● **Task**
Reproduce every line of the listing below verbatim, leaving out the pictures.

● **Provided records**

## Begin

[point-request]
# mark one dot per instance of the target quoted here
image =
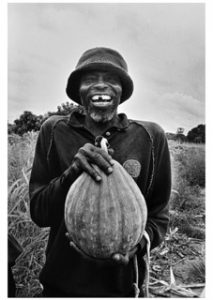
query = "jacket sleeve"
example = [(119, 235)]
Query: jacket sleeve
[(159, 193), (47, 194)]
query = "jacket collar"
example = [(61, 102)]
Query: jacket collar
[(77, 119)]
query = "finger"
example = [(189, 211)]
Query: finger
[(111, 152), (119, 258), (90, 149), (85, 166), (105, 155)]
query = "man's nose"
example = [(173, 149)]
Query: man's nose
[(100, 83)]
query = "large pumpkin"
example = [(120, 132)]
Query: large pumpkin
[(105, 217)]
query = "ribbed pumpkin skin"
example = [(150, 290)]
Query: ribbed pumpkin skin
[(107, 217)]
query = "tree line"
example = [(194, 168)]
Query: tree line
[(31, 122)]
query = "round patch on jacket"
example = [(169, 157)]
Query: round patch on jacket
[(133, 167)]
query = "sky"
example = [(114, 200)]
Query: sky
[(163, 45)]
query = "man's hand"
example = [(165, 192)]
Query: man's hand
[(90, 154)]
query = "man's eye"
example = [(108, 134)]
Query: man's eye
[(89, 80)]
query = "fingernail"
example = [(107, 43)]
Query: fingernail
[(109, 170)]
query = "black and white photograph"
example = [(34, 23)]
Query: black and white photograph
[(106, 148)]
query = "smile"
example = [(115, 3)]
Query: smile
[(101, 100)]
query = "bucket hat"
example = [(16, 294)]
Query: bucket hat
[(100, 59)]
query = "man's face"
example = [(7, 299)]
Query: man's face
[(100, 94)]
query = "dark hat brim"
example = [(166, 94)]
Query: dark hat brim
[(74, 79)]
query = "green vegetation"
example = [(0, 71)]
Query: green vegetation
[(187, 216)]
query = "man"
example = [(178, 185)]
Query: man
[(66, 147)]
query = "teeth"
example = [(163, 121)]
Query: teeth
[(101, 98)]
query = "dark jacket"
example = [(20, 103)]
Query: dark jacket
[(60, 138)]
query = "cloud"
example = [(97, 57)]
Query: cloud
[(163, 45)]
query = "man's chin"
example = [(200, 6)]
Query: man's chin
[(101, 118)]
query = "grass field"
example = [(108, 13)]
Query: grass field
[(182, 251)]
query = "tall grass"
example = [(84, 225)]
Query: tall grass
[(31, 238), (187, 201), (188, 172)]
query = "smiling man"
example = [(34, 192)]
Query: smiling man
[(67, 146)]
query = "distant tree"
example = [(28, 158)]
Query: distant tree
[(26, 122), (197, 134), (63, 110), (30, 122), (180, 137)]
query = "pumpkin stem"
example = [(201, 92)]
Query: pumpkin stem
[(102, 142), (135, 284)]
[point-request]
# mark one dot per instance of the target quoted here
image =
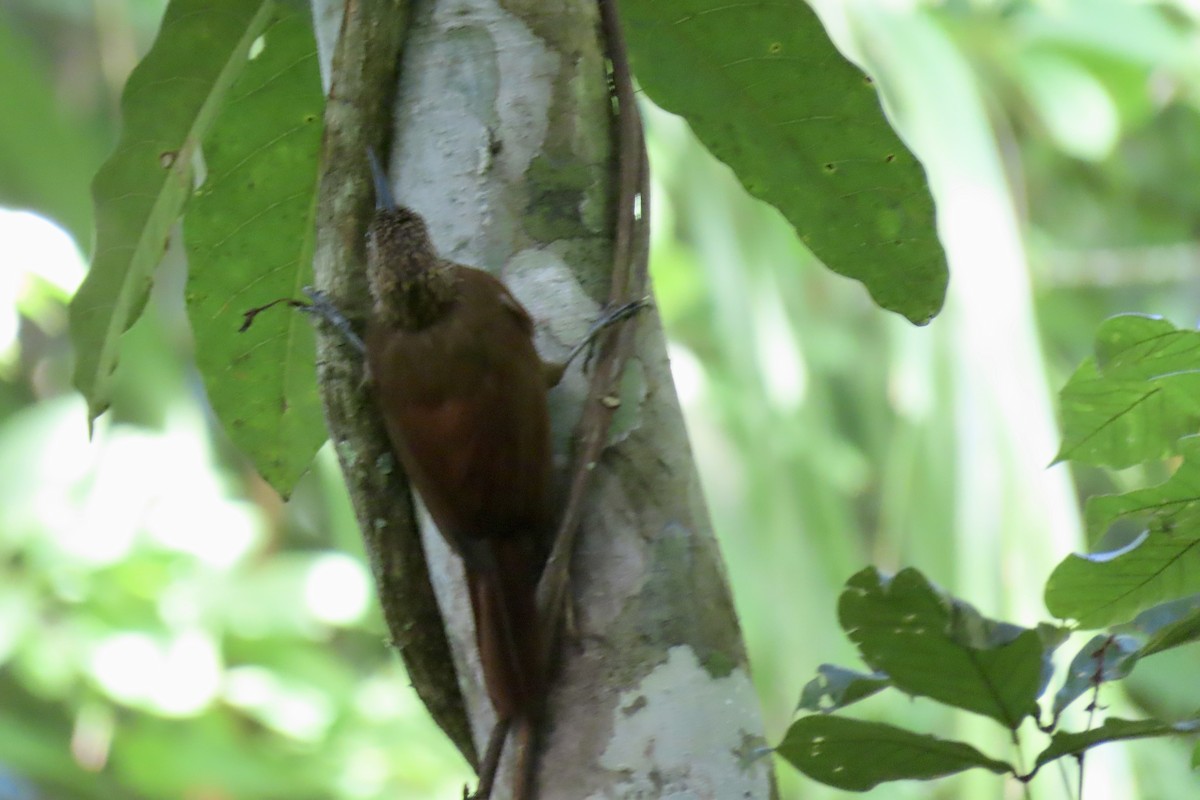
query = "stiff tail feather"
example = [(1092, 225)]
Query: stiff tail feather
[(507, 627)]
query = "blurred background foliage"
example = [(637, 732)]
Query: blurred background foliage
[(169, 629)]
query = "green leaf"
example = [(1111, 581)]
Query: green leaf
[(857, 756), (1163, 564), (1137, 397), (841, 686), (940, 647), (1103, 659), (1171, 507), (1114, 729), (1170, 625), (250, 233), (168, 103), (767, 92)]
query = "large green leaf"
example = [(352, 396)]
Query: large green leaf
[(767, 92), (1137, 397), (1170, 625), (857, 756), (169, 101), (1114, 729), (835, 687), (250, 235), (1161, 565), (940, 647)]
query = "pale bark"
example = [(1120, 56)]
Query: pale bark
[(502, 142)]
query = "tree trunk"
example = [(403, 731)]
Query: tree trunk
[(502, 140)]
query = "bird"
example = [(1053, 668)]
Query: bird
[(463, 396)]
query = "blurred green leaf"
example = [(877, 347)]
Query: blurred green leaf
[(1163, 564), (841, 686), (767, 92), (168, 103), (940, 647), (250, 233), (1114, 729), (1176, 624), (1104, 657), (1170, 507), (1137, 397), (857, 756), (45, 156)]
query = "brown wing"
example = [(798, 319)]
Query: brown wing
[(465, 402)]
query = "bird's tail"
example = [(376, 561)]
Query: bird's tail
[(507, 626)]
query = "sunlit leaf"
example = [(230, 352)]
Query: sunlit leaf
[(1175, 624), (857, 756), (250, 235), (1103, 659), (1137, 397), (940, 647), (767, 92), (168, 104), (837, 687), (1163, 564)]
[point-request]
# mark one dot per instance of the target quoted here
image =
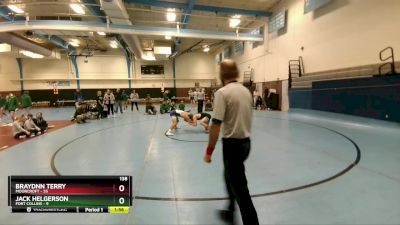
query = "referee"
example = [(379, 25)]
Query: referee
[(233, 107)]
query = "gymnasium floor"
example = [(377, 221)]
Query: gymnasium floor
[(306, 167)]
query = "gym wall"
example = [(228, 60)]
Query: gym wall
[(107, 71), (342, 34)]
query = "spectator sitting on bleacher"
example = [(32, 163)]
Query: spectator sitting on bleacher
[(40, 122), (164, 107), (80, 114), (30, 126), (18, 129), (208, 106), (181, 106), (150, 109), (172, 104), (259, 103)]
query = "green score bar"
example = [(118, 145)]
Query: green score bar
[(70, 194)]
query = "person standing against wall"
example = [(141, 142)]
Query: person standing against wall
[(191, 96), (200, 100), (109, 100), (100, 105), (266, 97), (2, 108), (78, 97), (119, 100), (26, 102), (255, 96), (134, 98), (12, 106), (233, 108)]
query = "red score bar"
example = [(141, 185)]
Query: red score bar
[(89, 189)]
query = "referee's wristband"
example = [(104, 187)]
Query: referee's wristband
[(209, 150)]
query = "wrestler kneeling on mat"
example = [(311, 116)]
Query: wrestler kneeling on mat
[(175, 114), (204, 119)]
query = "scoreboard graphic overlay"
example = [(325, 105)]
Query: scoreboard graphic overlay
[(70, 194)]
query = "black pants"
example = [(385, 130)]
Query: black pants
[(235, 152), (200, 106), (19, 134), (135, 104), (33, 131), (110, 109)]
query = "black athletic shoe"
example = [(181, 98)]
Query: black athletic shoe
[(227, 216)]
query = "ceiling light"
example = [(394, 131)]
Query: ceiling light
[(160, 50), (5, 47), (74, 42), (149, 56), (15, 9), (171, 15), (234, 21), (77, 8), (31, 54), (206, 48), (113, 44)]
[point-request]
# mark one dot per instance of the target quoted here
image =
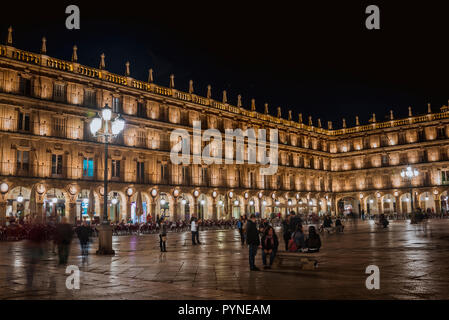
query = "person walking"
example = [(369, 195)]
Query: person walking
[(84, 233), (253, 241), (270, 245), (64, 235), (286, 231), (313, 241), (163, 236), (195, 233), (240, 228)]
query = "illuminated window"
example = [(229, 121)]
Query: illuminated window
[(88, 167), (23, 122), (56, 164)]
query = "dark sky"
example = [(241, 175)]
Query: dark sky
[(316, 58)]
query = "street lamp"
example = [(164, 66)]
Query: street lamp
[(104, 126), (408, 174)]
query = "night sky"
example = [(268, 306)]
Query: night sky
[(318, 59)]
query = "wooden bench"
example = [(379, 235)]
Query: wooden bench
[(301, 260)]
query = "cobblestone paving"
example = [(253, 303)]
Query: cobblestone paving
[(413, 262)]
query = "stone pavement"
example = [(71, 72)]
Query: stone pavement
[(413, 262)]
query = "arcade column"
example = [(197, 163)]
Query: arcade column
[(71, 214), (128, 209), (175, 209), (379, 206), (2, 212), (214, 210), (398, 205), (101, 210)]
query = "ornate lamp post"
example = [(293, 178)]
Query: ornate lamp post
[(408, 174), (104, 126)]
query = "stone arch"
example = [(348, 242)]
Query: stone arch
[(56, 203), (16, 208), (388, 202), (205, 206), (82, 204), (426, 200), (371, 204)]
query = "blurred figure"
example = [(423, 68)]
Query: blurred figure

## End

● **Solution to the exercise**
[point-request]
# mark one dot per instance of the target quoted here
image =
query = "jacket sleeve"
example = [(119, 235)]
Query: jacket sleeve
[(159, 193), (47, 194)]
query = "jacket collar"
example = [(61, 102)]
Query: jacket collar
[(77, 119)]
query = "finger"
example = [(189, 211)]
Query: finger
[(111, 152), (119, 258), (90, 149), (85, 166), (105, 155)]
query = "man's nose"
example = [(173, 149)]
Query: man's nose
[(100, 83)]
query = "large pumpkin"
example = [(120, 132)]
Query: large pumpkin
[(105, 217)]
query = "ribbed pumpkin skin"
example = [(150, 290)]
Query: ribbed pumpkin skin
[(107, 217)]
query = "tree line"
example = [(194, 168)]
Query: tree line
[(31, 122)]
query = "round patch on jacket"
example = [(169, 157)]
Query: round patch on jacket
[(133, 167)]
query = "sky"
example = [(114, 200)]
Query: sky
[(163, 45)]
query = "man's hand"
example = [(165, 192)]
Query: man's hand
[(90, 154)]
query = "man's eye"
example = [(108, 134)]
Query: man's eye
[(89, 80)]
query = "fingernail"
example = [(107, 43)]
Query: fingernail
[(109, 170)]
query = "black and white photograph"
example = [(34, 23)]
Query: black and white photograph
[(106, 148)]
query = "smile"
example = [(115, 3)]
Query: smile
[(101, 100)]
query = "bucket hat"
example = [(16, 294)]
Query: bucket hat
[(100, 59)]
query = "man's face"
example = [(7, 299)]
Query: man's face
[(100, 94)]
query = "dark hat brim"
example = [(166, 94)]
Query: dark hat brim
[(74, 79)]
query = "green vegetation"
example = [(0, 71)]
Query: green vegetation
[(187, 216)]
query = "man"
example = [(178, 185)]
Query: man
[(66, 147)]
query = "teeth"
example = [(163, 121)]
Query: teeth
[(101, 98)]
query = "dark jacket"
example = [(20, 103)]
Query: dark jacket
[(60, 138)]
query = "cloud"
example = [(97, 57)]
Query: cloud
[(163, 45)]
query = "man's chin"
example = [(200, 6)]
Query: man's chin
[(101, 118)]
query = "grass field"
example = [(108, 13)]
Query: grass field
[(182, 251)]
query = "tall grass"
example = [(84, 225)]
Query: tall grass
[(31, 238), (187, 201), (188, 172)]
query = "smiling man"
example = [(34, 192)]
Query: smiling man
[(67, 146)]
query = "distant tree"
example = [(28, 158)]
Query: distant tree
[(26, 122), (197, 134), (63, 110), (30, 122), (180, 137)]
query = "pumpkin stem"
example = [(201, 92)]
Query: pumpkin stem
[(102, 142), (135, 284)]
[point-request]
# mark one dot per instance of the target quoted here
image =
query = "stiff tail feather"
example = [(1092, 225)]
Query: stiff tail feather
[(507, 627)]
query = "blurred background foliage"
example = [(637, 732)]
Query: blurred background foliage
[(169, 629)]
query = "green leaf"
example = [(1111, 581)]
Query: green leaf
[(857, 756), (1163, 564), (1137, 397), (841, 686), (940, 647), (1103, 659), (1171, 507), (1114, 729), (1170, 625), (250, 233), (168, 103), (767, 92)]
query = "large green leaf"
example = [(352, 396)]
Query: large green leaf
[(767, 92), (1137, 397), (1170, 625), (857, 756), (169, 101), (1114, 729), (835, 687), (250, 235), (1161, 565), (940, 647)]
query = "pale bark"
example = [(1120, 56)]
Query: pale bark
[(502, 142)]
query = "tree trunk"
example = [(403, 731)]
Query: tree trunk
[(502, 140)]
query = "bird"
example = [(1053, 668)]
Query: bird
[(463, 396)]
query = "blurred green leaf"
example = [(877, 347)]
Query: blurred green leaf
[(1163, 564), (841, 686), (767, 92), (168, 103), (940, 647), (250, 233), (1114, 729), (1176, 624), (1104, 657), (1170, 507), (1137, 397), (857, 756), (45, 156)]
query = "brown wing"
example = [(798, 319)]
Query: brown wing
[(465, 402)]
query = "bird's tail"
example = [(376, 561)]
Query: bird's tail
[(507, 626)]
query = "sunlit leaf"
example = [(230, 352)]
Query: sunlit leaf
[(1175, 624), (857, 756), (250, 235), (1103, 659), (1137, 397), (940, 647), (767, 92), (168, 104), (837, 687), (1163, 564)]
[point-request]
# mark one dot per instance of the target quoted here
image =
query = "referee"
example = [(379, 25)]
Query: referee
[(233, 107)]
query = "gymnasium floor"
example = [(377, 221)]
Query: gymnasium floor
[(306, 167)]
query = "gym wall"
example = [(228, 60)]
Query: gym wall
[(107, 71), (342, 34)]
query = "spectator sitting on bleacher"
example = [(32, 163)]
Query: spectator sitting on bleacher
[(40, 122), (164, 107), (80, 114), (30, 126), (18, 129), (208, 106), (181, 106), (150, 109), (172, 104), (259, 103)]
query = "green score bar"
example = [(118, 145)]
Query: green score bar
[(70, 194)]
query = "person standing against wall"
example = [(141, 142)]
Query: person standing against wall
[(191, 96), (200, 100), (109, 100), (100, 105), (266, 97), (2, 108), (78, 97), (119, 100), (26, 102), (255, 96), (134, 98), (12, 106), (233, 108)]
query = "red score bar"
example = [(141, 185)]
Query: red score bar
[(89, 189)]
query = "referee's wristband"
example = [(104, 187)]
Query: referee's wristband
[(209, 150)]
query = "wrestler kneeling on mat"
example = [(311, 116)]
Query: wrestler kneeling on mat
[(175, 114), (204, 119)]
query = "scoreboard graphic overlay"
example = [(325, 105)]
Query: scoreboard graphic overlay
[(70, 194)]
query = "black pants"
example = [(385, 130)]
Query: black pants
[(235, 152), (200, 106), (19, 134), (135, 104), (33, 131), (110, 109)]
query = "black athletic shoe"
example = [(181, 98)]
Query: black athletic shoe
[(227, 216)]
query = "ceiling light"
example = [(394, 131)]
Query: ceiling light
[(160, 50), (5, 47), (74, 42), (149, 56), (15, 9), (171, 15), (234, 21), (77, 8), (31, 54), (206, 48), (113, 44)]
[point-request]
# mark one dot per instance of the target quoted here
image =
query = "person walking"
example = [(369, 195)]
Query: person walking
[(84, 233), (253, 241), (270, 245), (64, 235), (286, 231), (313, 241), (163, 236), (195, 233), (240, 228)]
query = "illuminated window"
example = [(229, 121)]
Query: illuminated window
[(88, 167), (23, 122), (56, 164)]
query = "dark sky"
example = [(241, 175)]
Query: dark sky
[(316, 58)]
query = "street lamp"
example = [(164, 66)]
Query: street lamp
[(104, 126), (408, 174)]
query = "night sky"
example = [(268, 306)]
Query: night sky
[(318, 59)]
query = "wooden bench"
example = [(379, 235)]
Query: wooden bench
[(301, 260)]
query = "cobblestone paving"
example = [(253, 303)]
Query: cobblestone paving
[(413, 262)]
query = "stone pavement"
example = [(71, 72)]
Query: stone pavement
[(413, 262)]
query = "arcade column"
example = [(197, 163)]
Query: arcade column
[(71, 214), (128, 209), (175, 209), (379, 206), (2, 212), (214, 210), (398, 205), (101, 210)]
query = "ornate lamp post"
example = [(293, 178)]
Query: ornate lamp post
[(408, 174), (104, 126)]
query = "stone arch"
example = [(348, 242)]
Query: stone arch
[(56, 203), (16, 208), (388, 202), (205, 206), (82, 204), (426, 200), (371, 204)]
query = "blurred figure"
example = [(423, 68)]
Query: blurred figure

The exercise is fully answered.